Credit: A Necessary Evil

Lately, I’ve been researching credit cards and companies because my credit file is nearly non-existent. As much as that sucks because it makes some things harder, I think I’d rather put up with the lack of credit than deal with a credit card.

From what I’ve found, most of these companies are terrible, especially big ones like Capital One, which was full of reviews about how their customer service sucks and they’re terrible at handling fraud. I’ve had my debit card receive fraudulent charges before, so knowing how that would be handled is very important. Thankfully, it’s only happened twice, and each time, I was not held accountable for the charges and the matter was rectified immediately. Hell will freeze over before I do business with any company that would hold me responsible for something that isn’t my fault.

Aside from bad experiences, some of the requirements for these cards sound dangerous. Since my credit is close to none, I could only ever have a secured credit card, which apparently requires a deposit of up to $300. Which does make sense, but worries me for the sole fact that money is no longer mine. Apparently, if you miss even one payment, no matter how small, the company will run off with your deposit. That means the only way to ensure I don’t ever forget the bill is to use automatic payment, and I am not by any means allowing a company I have no trust in at the moment into my bank accounts (if they haven’t already gotten into them, considering a social security number is required to apply for these cards). The only company I have auto-pay set up with is my cell phone provider, and I didn’t even permit that until I’d been with them for at least two years. Also, the only way you get your deposit back (if they don’t run off with it, that is) is if you cancel the card… which will badly affect your credit score. How does that not sound like a trap? “You have to give us your money, but if you leave us, we’ll still damage you.” In short, either way, I’d be backed into a corner and screwed. The choices are stay with this credit company for life, even if I’m not satisfied with them, or take a hit because I dare to leave them. Sounds like an abusive relationship. At this point, I wouldn’t even want an unsecured one, though it’s not like the difference matters to me anyway.

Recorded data
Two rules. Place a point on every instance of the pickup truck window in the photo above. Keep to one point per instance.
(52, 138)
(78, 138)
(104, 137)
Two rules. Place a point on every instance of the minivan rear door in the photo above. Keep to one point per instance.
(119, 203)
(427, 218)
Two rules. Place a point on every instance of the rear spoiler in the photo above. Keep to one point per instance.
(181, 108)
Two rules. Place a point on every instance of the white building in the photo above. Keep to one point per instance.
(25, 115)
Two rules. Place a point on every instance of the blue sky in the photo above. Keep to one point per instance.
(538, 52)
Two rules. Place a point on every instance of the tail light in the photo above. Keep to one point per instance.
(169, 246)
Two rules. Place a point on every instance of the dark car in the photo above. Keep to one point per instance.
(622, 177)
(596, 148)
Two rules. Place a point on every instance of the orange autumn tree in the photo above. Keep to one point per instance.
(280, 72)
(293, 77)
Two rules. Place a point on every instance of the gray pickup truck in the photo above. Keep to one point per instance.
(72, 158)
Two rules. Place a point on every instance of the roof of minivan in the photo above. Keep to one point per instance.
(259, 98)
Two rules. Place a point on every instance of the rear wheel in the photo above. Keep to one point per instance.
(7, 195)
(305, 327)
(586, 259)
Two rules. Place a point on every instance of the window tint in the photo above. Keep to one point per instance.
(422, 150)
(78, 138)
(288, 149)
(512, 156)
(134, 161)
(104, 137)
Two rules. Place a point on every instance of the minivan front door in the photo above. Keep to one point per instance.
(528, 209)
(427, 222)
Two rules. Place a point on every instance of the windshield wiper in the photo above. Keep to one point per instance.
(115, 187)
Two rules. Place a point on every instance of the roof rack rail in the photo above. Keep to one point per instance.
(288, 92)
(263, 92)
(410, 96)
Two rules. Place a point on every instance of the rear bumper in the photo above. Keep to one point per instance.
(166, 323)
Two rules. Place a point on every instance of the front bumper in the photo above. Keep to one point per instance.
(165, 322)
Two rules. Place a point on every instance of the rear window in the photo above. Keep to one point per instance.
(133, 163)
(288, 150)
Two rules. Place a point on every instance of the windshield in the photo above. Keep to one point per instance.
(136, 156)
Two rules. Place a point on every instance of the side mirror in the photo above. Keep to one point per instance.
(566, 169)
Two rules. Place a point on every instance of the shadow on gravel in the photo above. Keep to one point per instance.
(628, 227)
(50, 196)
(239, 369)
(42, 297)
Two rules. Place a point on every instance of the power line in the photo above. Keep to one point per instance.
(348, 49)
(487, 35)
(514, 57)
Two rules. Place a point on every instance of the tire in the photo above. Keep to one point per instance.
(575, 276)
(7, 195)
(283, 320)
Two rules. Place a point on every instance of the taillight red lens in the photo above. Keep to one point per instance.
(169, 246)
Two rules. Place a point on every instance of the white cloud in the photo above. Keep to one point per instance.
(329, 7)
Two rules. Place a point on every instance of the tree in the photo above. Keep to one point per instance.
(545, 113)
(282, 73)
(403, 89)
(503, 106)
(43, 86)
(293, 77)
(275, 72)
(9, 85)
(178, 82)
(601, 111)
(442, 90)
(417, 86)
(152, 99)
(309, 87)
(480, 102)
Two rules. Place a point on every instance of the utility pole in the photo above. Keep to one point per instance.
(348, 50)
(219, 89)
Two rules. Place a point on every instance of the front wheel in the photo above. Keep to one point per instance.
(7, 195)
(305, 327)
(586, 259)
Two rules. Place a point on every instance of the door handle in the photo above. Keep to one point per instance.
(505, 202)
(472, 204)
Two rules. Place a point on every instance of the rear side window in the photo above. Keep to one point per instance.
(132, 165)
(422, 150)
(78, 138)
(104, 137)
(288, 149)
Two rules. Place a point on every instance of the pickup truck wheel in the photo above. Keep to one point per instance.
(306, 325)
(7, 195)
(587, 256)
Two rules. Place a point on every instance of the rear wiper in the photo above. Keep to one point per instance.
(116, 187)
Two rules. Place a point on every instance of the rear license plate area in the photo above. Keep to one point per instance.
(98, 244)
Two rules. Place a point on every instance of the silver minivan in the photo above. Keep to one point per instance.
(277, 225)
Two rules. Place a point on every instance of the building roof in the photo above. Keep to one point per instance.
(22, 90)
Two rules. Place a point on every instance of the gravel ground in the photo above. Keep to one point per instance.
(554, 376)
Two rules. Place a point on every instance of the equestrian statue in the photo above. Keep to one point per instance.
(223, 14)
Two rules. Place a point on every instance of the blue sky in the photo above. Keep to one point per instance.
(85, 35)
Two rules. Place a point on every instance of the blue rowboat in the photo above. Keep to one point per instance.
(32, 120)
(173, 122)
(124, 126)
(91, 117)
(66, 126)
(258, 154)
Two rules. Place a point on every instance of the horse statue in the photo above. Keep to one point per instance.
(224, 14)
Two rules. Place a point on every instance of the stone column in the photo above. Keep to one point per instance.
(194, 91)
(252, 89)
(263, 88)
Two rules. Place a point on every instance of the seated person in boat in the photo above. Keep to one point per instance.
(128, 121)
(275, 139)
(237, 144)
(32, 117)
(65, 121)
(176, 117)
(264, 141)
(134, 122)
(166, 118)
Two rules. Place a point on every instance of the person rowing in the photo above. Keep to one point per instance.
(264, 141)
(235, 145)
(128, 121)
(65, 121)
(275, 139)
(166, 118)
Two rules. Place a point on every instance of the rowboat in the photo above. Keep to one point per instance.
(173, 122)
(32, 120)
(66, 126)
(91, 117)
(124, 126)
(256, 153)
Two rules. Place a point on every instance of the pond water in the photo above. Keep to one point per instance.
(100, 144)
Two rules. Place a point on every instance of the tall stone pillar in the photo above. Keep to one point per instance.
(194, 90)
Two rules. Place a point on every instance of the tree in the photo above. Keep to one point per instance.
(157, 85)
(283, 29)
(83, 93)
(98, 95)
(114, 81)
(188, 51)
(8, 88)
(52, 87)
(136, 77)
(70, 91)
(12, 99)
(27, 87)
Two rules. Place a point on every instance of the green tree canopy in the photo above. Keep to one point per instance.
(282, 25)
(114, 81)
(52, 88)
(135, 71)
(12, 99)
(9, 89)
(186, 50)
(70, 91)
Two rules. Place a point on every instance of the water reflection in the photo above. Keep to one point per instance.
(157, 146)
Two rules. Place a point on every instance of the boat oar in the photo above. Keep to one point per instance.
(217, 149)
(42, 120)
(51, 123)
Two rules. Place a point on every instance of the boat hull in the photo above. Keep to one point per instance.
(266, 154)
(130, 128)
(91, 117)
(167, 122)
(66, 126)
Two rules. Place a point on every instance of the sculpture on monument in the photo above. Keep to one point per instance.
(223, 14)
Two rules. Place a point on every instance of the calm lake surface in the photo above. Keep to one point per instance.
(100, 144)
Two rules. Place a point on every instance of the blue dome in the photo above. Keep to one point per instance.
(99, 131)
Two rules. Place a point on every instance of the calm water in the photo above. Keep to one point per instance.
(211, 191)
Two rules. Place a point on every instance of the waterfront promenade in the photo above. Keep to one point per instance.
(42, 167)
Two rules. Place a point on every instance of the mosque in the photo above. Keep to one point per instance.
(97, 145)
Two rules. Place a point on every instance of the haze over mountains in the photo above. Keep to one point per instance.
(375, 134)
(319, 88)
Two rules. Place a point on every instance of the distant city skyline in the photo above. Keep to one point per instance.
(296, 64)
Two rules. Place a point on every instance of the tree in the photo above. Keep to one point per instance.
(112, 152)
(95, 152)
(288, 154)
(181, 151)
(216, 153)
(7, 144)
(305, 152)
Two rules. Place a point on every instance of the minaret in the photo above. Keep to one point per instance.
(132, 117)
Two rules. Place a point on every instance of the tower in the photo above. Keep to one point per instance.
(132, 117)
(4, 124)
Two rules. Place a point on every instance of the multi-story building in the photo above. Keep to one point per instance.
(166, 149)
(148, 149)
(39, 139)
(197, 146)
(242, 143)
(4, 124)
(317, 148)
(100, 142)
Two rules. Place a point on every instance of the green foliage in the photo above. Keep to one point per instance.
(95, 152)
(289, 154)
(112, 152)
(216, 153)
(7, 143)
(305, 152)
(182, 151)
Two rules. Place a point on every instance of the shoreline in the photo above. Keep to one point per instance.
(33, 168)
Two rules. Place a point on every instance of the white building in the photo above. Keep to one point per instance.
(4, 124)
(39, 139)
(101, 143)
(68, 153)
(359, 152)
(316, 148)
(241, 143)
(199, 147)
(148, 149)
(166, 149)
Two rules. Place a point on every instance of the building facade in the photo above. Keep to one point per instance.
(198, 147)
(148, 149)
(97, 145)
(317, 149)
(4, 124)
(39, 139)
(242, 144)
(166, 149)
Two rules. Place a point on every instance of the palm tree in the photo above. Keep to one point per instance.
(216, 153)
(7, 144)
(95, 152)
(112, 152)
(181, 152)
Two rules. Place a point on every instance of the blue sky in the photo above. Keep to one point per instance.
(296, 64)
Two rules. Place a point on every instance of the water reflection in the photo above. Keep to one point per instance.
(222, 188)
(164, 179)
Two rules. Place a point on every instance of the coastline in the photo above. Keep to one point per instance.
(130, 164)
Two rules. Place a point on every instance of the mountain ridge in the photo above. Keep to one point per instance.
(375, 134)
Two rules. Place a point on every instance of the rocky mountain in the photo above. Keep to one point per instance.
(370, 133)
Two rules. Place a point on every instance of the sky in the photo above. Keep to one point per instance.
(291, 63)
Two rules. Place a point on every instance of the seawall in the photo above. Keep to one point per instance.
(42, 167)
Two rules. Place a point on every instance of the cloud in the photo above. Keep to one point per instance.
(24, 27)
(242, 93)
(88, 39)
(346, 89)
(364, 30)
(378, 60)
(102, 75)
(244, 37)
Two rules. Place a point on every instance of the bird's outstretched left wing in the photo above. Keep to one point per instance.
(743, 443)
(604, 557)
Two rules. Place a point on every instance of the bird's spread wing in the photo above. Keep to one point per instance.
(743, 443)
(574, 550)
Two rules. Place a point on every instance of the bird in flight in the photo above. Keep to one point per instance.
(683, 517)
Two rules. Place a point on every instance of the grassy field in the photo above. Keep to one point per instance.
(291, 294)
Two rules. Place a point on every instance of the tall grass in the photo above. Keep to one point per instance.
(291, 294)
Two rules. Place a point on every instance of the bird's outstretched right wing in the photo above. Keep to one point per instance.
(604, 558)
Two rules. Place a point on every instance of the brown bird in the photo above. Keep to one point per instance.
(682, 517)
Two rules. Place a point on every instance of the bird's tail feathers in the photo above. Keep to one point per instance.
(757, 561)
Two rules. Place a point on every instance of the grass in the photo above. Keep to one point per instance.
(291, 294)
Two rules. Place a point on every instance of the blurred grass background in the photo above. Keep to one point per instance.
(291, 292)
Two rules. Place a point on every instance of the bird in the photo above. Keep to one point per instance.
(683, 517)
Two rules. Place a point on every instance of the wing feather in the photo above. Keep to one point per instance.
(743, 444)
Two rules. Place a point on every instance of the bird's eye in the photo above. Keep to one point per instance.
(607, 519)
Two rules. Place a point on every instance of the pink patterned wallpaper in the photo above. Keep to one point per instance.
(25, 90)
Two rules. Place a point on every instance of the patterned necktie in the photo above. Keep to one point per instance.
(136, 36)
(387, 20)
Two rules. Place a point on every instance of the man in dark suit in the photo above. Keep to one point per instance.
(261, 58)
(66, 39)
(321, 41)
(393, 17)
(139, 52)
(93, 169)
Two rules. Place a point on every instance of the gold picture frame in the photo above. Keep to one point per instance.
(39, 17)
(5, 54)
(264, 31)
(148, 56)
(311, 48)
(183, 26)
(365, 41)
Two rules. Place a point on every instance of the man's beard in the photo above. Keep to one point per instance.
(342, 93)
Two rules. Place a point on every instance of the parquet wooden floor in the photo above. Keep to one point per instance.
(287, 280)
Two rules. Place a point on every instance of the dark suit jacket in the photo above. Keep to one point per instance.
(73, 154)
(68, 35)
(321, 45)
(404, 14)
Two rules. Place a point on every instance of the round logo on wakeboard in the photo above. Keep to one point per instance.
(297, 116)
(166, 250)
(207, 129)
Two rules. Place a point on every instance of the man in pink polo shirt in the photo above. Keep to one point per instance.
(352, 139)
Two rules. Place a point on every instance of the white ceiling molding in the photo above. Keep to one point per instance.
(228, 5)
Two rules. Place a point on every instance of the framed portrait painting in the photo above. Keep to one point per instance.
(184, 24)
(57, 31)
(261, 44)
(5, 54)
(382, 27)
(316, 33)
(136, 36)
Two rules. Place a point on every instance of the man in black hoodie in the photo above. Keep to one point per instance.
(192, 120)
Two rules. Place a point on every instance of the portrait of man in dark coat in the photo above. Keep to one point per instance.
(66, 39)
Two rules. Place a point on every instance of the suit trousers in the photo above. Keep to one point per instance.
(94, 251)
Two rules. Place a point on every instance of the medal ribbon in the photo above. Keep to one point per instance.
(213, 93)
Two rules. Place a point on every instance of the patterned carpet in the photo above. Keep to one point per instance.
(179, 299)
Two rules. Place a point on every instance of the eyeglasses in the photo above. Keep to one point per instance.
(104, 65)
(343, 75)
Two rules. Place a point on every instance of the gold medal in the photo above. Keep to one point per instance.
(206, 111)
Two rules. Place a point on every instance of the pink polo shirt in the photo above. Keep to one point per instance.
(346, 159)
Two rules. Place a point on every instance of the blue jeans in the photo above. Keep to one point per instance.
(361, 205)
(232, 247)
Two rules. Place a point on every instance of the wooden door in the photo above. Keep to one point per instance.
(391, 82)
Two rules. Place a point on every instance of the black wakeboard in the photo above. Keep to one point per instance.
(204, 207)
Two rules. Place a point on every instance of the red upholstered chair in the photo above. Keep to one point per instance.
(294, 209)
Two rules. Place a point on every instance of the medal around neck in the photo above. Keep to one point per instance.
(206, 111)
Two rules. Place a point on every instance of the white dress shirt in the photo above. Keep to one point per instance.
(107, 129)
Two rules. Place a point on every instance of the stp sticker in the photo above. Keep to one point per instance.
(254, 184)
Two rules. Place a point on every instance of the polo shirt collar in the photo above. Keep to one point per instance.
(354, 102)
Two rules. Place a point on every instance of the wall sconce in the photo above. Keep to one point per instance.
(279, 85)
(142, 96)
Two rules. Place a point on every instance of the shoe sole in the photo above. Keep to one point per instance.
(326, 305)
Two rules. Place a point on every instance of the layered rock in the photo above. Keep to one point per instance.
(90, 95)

SET OF TASKS
- 1) In the piece on credit cards, copy everything from "Credit: A Necessary Evil" down to "isn’t my fault.".
- 2) Based on the piece on credit cards, do the following statements agree with it? (a) The writer's debit card has received fraudulent charges twice. (b) The writer has automatic payment set up with several companies. (c) A secured credit card requires a deposit of up to $300. Answer yes or no for each, quoting the words of the piece that decide it.
- 3) Pick up the piece on credit cards after its final sentence and continue it.

ANSWERS TO THE EXERCISE
- 1)
Credit: A Necessary Evil

Lately, I’ve been researching credit cards and companies because my credit file is nearly non-existent. As much as that sucks because it makes some things harder, I think I’d rather put up with the lack of credit than deal with a credit card.

From what I’ve found, most of these companies are terrible, especially big ones like Capital One, which was full of reviews about how their customer service sucks and they’re terrible at handling fraud. I’ve had my debit card receive fraudulent charges before, so knowing how that would be handled is very important. Thankfully, it’s only happened twice, and each time, I was not held accountable for the charges and the matter was rectified immediately. Hell will freeze over before I do business with any company that would hold me responsible for something that isn’t my fault.

- 2)
(a) Yes: "Thankfully, it’s only happened twice"
(b) No: "The only company I have auto-pay set up with is my cell phone provider"
(c) Yes: "which apparently requires a deposit of up to $300"

- 3)
The newest thing I’ve read is spending too much of your credit limit will harm your credit score. I have no intention of making large purchases on credit, but that’s besides the point. The point is you’ll be penalized for spending outside of your credit limit, but also penalized just for getting close to it. Why even have the limit? The point of a limit is “you can’t cross this line”, not “you can’t get this close to this line”. Yet on the flip side, I read about experiences where the credit company unknowingly closed the user’s card for spending too little. So, let’s get this straight. You can’t overspend (which makes perfect sense), you can’t spend too much within the limit, and you can’t spend too far away from the limit. I repeat: How does this not sound like a trap?

On top of that, those negative hits remain on your credit history for seven years. So, if I cancel one credit card to go to another, that first card is still badly affecting my score for over half of a decade later, no matter how well I’m doing with my current card. Or I miss one payment, but never miss another, and that one missed payment is still biting me in the behind for years to come. No times one thousand. Even my job isn’t that unforgiving, and they pay me!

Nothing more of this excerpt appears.